### Task goal:
Find every line in the entries below that contains the word "green" and copy each of those lines.

### Supplied data:
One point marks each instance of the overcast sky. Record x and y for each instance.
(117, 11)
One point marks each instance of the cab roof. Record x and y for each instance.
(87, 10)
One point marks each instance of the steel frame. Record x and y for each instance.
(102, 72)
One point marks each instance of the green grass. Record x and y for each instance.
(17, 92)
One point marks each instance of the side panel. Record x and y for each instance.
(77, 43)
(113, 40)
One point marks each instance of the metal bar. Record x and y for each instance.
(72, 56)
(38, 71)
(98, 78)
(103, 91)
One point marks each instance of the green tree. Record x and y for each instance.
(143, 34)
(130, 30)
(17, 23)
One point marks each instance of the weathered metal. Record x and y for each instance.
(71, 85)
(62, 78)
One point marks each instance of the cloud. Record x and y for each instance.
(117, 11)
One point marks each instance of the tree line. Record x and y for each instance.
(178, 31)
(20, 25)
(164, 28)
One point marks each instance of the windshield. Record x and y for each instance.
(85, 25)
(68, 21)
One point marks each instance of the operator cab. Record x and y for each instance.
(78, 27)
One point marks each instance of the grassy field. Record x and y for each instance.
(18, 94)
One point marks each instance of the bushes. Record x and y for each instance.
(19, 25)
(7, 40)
--
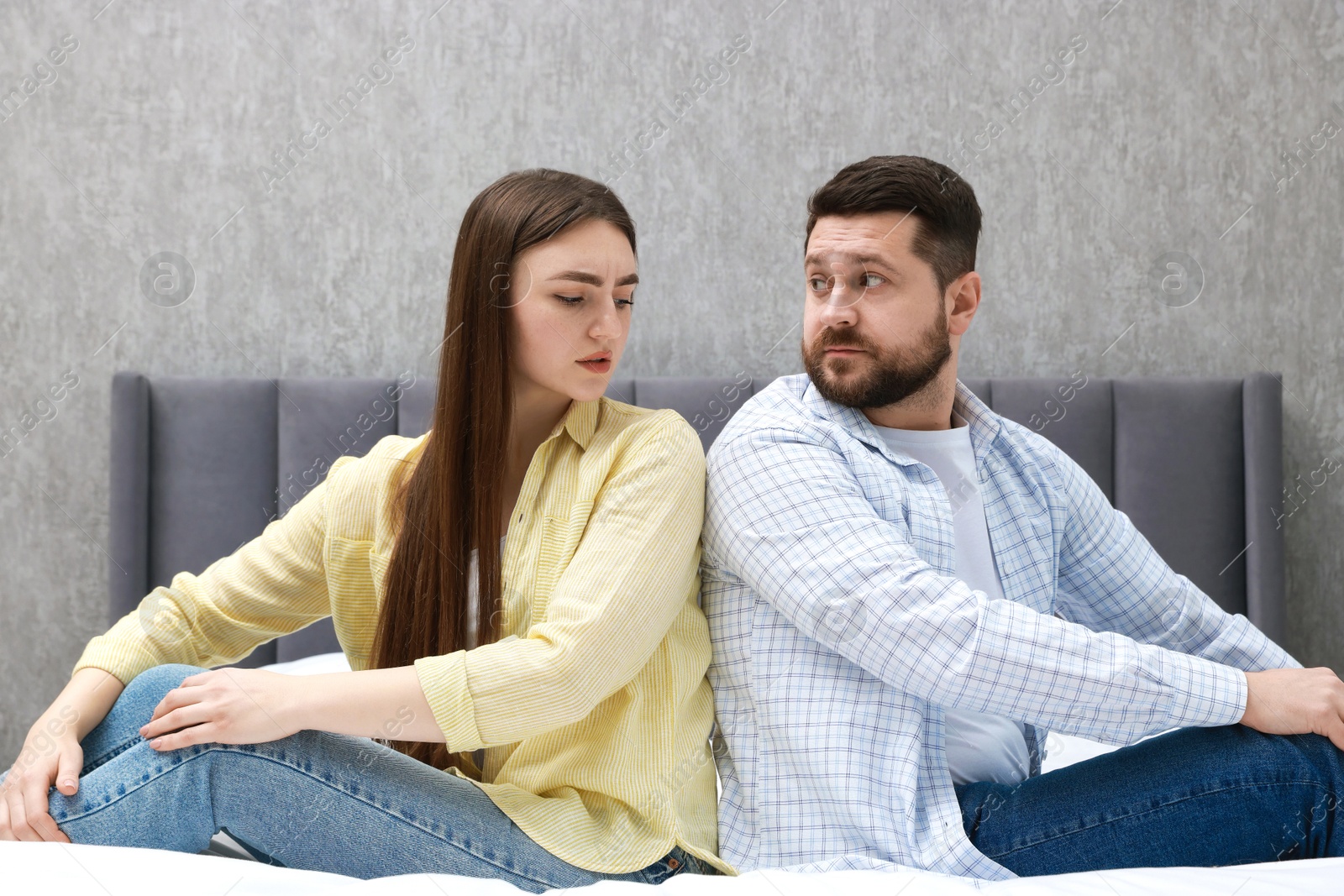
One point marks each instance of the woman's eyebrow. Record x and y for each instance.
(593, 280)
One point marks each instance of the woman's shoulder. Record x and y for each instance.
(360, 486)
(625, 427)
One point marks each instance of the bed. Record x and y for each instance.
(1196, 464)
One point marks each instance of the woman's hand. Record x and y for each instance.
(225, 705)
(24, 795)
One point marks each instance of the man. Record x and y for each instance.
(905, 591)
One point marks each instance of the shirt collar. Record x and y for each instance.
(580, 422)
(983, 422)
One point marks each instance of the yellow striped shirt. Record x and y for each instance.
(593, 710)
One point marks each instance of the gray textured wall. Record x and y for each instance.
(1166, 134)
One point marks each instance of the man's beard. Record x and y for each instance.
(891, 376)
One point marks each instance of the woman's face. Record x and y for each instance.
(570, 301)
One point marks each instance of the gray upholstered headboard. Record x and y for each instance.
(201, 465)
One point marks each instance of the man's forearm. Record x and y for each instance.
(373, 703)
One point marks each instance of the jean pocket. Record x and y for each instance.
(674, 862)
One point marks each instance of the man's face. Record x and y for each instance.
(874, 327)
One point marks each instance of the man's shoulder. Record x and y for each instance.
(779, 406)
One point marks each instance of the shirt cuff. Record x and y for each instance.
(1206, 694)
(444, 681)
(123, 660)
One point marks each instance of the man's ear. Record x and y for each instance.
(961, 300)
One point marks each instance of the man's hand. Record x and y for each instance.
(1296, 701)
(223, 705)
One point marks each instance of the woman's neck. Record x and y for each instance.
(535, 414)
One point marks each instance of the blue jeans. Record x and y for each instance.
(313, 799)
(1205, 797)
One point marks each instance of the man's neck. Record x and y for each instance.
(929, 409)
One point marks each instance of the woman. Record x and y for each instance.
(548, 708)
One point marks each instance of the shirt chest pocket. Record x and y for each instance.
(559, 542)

### Solution to the exercise:
One point marks each instance of the green grass. Record x and y for each instance.
One point marks each instance of the green tree. Record x and y for each instance.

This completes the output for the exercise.